◆ TRY IT ◆
Every record listed below should be copied exactly.

◆ INPUT DATA ◆
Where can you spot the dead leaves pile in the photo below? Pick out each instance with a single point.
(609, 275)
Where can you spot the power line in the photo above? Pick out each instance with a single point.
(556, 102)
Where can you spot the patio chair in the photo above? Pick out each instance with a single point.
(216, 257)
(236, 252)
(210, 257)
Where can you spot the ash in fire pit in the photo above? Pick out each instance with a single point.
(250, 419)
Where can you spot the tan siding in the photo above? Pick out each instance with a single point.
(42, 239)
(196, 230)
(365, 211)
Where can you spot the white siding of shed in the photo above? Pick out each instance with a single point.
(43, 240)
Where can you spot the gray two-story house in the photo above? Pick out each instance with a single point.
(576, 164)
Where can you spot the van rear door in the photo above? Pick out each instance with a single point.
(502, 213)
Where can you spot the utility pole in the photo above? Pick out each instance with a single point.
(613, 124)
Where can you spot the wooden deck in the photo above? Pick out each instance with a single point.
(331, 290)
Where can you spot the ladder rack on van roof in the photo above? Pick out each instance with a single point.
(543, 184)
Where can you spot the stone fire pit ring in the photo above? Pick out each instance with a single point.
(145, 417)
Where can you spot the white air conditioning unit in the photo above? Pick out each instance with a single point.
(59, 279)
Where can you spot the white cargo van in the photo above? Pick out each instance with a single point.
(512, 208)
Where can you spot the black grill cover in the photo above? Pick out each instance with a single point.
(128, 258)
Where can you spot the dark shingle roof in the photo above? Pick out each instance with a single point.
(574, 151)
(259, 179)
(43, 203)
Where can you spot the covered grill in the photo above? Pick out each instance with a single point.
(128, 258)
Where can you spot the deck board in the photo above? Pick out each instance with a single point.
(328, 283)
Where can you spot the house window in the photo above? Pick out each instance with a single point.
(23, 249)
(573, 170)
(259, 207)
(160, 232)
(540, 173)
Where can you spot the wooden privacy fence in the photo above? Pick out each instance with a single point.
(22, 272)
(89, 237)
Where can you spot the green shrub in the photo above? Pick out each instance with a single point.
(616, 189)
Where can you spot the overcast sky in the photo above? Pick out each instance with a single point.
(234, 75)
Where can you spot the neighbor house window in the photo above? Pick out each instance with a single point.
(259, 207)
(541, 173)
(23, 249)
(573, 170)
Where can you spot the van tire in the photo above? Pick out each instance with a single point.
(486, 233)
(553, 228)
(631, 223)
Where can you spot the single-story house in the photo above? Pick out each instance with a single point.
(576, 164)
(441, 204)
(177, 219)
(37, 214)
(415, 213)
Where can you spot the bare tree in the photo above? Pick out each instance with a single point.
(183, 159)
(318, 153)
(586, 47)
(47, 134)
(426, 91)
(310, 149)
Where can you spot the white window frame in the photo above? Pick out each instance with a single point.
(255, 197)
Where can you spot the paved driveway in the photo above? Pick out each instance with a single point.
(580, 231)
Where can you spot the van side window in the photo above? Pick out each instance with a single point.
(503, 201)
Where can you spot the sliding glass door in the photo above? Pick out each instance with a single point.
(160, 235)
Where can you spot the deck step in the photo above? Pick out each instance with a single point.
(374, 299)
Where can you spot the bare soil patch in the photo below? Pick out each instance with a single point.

◆ RESULT BELOW ◆
Where can you spot the dead leaves pile in the photo below? Pick out each instance with a single point.
(609, 275)
Where can you spot the power line in the photo above? Pick out each instance with a single point.
(556, 102)
Where can you spot the patio chair in the photo above? Pick out each instance with a single point.
(216, 257)
(236, 252)
(210, 257)
Where can you spot the ash in fire pit in the photo above? Pick out each instance with a single point.
(250, 419)
Where can you spot the tan siding in the photo above? Pick out each instance with a single point.
(42, 239)
(196, 230)
(365, 211)
Where can you spot the white siding of shed in the photo above? Pick out each instance with a single point.
(43, 240)
Where can you spot the gray two-story house in the photo above? Pick out each instance with a single point.
(576, 164)
Where can you spot the van rear door in the photo above? Pick out each instance with a single point.
(502, 213)
Where can you spot the utility pole in the photo above? Pick out each instance with a single point.
(613, 124)
Where can you spot the wooden deck in the photo above? Pick out each instance with a single point.
(331, 290)
Where can you spot the ladder rack on van roof in the photo above? Pick out each instance with a single point.
(543, 184)
Where can you spot the stone fire pit ring in the photo above? Pick out each instance with a single point.
(145, 417)
Where can you spot the white air conditioning unit in the photo above? Pick out each instance with a single point.
(59, 279)
Where can you spot the white cargo van in the photo above? Pick out each instance with a single point.
(512, 208)
Where can you spot the black grill cover in the photo above? Pick out each instance with a single point.
(128, 258)
Where can you spot the dark shingle roof in the photo above? Pick out each instance with a single point.
(574, 151)
(259, 179)
(43, 203)
Where can you spot the covered grill in the photo above? Pick out each instance with a single point.
(128, 258)
Where can you spot the deck board in the photo above? Pick out each instance with a single point.
(328, 283)
Where can you spot the house window in the photo above? Pick out each instance with a single point.
(23, 249)
(573, 170)
(259, 207)
(160, 232)
(540, 173)
Where can you spot the wooden privacy fence in the photo above? Pick out each instance with a single point.
(22, 272)
(89, 237)
Where can you spot the green shrub in the photo above? Pick out each instance with a single point.
(616, 189)
Where can you spot the overcast sky in the photo above? Pick out each instance with a single point.
(234, 75)
Where can you spot the neighbor house window in the photo above? Pick out each instance with a single point.
(259, 207)
(541, 173)
(23, 249)
(573, 170)
Where can you spot the van tire in the photo above? Pick out each instance with a single point.
(486, 233)
(553, 228)
(631, 223)
Where can you spot the single-story house in the photo above? Pick out each instance with a single point.
(576, 164)
(441, 204)
(177, 219)
(37, 214)
(415, 213)
Where can you spot the bare tree in the photo above? Pick out each instance with a single point.
(183, 159)
(318, 153)
(586, 47)
(47, 134)
(426, 91)
(310, 149)
Where can you spot the white window frame in the photo above? Pick out each instance with a single point.
(255, 197)
Where can you spot the paved driveway in the photo above? Pick out each instance with a single point.
(580, 231)
Where can you spot the van side window in the photo above? Pick out each instance with a single point.
(503, 201)
Where can you spot the sliding glass door in the photo above? Pick out each instance with a single point.
(160, 235)
Where can you spot the deck step in the photo above? Pick out each instance with a single point.
(374, 299)
Where can you spot the bare soil patch in the photo below? Pick out each instance with a single point.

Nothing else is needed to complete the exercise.